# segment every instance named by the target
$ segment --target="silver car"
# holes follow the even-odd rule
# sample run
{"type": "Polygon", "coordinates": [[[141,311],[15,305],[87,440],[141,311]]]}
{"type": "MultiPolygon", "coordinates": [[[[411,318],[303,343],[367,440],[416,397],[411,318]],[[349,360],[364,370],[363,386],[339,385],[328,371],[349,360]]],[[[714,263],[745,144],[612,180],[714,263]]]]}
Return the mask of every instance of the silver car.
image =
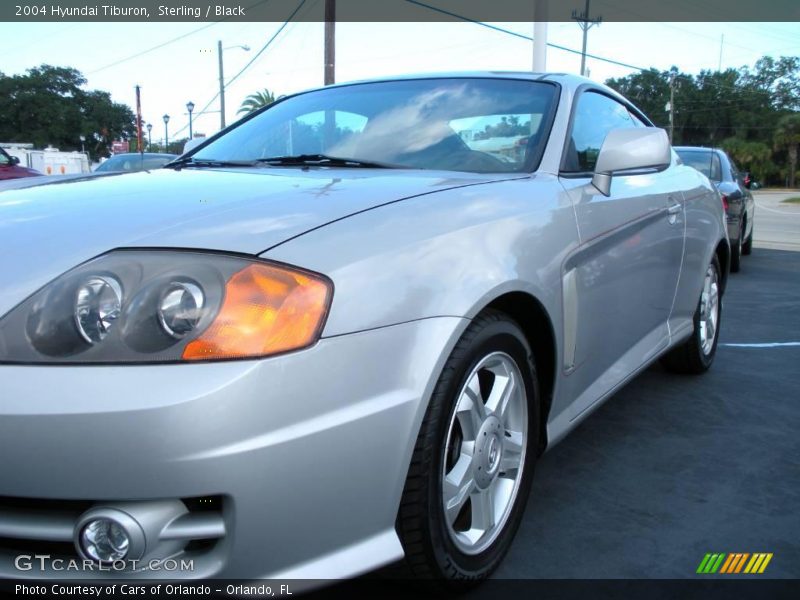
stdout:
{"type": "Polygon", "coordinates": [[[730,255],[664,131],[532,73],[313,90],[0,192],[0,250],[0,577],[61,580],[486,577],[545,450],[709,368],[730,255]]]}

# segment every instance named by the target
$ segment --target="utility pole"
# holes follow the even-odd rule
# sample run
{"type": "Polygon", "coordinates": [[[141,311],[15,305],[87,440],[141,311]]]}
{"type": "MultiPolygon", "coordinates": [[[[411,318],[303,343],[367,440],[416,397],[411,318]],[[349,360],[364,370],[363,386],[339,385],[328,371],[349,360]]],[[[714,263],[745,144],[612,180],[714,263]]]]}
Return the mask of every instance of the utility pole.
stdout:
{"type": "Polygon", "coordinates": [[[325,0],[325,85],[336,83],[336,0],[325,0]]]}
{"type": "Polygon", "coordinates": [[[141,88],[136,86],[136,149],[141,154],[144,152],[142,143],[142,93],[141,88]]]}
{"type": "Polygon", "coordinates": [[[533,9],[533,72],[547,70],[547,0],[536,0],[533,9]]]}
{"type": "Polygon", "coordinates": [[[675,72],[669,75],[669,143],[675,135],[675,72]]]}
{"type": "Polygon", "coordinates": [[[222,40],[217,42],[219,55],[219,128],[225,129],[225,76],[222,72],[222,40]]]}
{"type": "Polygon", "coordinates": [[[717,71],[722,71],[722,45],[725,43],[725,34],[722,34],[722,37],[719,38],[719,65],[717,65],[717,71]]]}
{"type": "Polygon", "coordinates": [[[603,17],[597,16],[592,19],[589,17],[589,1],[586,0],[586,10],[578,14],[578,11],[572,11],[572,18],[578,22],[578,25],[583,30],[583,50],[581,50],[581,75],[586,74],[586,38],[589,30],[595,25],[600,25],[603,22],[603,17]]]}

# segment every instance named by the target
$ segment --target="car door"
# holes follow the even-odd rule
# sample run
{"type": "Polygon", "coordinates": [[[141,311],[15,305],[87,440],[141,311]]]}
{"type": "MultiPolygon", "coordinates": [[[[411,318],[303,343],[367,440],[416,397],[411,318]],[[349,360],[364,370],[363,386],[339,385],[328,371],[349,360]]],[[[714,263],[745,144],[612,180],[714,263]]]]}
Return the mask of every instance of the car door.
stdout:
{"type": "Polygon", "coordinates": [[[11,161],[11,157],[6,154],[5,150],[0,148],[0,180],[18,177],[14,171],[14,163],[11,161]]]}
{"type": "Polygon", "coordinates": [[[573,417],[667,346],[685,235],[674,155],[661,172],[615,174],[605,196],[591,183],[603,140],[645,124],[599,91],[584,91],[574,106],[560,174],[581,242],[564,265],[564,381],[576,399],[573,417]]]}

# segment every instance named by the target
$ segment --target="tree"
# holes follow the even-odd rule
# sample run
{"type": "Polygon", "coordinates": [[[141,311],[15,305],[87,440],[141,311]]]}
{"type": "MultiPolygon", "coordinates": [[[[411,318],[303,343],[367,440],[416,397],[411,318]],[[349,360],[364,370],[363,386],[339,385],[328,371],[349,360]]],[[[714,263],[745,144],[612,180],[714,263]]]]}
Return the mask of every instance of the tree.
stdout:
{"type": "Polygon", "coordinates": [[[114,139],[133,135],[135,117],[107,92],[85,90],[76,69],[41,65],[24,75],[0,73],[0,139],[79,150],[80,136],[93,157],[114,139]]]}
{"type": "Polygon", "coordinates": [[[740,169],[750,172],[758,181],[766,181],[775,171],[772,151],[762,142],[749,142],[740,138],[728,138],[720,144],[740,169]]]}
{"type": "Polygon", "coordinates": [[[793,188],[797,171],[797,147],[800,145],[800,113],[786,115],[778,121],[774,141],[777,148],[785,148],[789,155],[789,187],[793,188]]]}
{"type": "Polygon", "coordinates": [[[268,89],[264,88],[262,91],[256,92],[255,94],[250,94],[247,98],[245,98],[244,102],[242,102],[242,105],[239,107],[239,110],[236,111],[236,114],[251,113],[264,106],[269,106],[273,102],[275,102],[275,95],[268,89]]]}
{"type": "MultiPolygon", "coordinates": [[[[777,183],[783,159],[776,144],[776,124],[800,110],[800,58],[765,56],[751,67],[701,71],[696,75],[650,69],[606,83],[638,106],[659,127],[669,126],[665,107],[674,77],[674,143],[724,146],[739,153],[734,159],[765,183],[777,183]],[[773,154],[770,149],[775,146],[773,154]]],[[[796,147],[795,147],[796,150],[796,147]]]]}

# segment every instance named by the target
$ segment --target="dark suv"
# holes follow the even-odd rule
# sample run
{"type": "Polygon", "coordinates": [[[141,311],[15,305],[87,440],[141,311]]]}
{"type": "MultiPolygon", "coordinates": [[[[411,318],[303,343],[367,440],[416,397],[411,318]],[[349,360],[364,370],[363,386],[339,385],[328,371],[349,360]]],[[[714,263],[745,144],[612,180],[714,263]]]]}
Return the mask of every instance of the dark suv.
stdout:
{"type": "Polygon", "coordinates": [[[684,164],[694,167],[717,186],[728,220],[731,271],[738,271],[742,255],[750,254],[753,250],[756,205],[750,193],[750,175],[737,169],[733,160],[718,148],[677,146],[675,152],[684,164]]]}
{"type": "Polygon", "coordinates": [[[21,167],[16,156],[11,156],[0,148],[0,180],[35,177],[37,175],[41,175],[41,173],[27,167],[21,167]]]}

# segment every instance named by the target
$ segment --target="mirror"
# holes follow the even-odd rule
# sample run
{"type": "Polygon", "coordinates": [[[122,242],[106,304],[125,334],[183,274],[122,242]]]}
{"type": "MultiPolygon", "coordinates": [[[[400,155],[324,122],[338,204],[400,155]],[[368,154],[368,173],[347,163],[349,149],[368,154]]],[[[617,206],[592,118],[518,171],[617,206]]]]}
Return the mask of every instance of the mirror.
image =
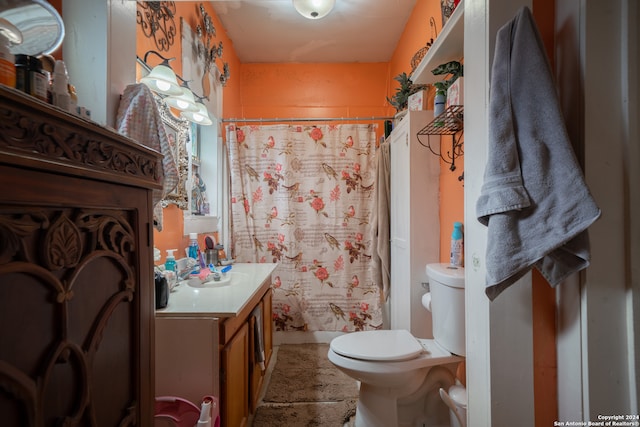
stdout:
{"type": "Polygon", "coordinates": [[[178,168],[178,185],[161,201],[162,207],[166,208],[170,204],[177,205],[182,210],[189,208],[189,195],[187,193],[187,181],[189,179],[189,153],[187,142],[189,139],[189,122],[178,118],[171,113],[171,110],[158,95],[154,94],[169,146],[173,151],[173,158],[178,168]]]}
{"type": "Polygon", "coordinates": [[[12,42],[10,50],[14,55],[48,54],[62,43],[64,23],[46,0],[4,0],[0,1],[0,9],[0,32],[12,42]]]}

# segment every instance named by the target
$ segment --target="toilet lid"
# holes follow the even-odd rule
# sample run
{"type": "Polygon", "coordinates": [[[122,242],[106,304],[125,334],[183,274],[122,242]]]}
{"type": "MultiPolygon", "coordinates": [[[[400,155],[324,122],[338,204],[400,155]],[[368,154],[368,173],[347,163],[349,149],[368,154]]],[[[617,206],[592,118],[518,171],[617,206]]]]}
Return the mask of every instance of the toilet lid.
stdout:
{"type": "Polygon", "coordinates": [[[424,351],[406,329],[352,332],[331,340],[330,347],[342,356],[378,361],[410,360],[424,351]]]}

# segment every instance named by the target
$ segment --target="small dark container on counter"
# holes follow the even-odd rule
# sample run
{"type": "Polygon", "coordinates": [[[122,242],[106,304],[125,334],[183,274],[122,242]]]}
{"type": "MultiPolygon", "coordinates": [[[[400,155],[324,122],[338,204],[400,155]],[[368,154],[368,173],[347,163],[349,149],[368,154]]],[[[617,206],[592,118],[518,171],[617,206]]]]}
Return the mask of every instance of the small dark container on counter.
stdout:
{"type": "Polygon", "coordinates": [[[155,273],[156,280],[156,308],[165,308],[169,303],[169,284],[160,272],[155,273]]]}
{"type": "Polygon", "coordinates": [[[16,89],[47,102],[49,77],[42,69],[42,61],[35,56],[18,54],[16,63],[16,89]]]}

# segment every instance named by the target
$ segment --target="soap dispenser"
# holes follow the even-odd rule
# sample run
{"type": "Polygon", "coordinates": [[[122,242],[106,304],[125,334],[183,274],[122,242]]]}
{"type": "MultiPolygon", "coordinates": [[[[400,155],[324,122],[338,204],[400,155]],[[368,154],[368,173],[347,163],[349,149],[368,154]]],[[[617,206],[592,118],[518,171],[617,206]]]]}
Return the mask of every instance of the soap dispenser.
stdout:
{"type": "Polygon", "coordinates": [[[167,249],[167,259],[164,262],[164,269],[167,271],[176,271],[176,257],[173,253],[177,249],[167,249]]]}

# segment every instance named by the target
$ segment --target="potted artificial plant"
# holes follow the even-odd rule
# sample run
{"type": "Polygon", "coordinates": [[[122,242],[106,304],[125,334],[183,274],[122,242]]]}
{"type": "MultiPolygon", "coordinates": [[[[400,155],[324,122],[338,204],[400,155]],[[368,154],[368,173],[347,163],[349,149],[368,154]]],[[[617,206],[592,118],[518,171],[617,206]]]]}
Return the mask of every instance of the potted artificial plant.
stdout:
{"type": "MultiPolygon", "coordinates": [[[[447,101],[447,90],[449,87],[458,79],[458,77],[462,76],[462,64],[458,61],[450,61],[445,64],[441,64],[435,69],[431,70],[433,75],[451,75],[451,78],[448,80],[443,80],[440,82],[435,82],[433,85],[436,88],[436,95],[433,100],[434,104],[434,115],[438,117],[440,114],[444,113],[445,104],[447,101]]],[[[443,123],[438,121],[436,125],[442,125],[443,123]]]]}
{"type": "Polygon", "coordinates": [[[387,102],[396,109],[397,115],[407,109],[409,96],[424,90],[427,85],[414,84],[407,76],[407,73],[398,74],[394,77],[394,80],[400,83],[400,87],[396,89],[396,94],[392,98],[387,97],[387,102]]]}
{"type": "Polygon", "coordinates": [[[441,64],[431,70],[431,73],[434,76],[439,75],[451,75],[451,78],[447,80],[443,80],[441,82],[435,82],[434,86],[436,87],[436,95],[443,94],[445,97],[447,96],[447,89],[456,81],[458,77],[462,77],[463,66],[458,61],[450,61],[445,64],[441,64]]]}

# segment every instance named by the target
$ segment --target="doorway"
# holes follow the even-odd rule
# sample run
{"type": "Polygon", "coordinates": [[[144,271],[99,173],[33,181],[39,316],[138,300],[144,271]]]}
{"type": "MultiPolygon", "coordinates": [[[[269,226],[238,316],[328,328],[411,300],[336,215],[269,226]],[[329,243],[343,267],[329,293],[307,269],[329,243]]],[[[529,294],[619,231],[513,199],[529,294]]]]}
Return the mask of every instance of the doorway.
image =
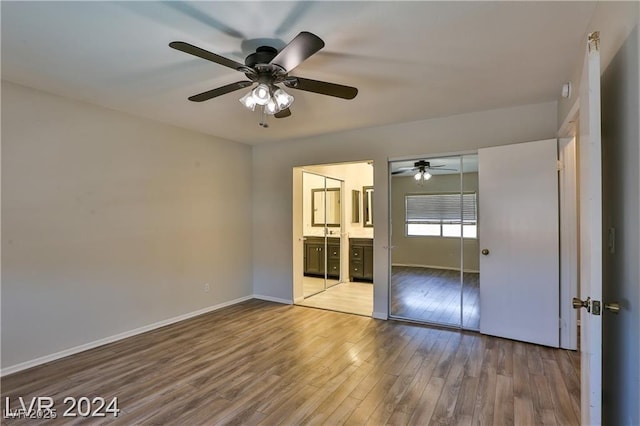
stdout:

########################################

Would you show each line of the listing above that has the string "artificial"?

• **Answer to the exercise**:
$ segment --target="potted artificial plant"
Return the mask of every instance of the potted artificial plant.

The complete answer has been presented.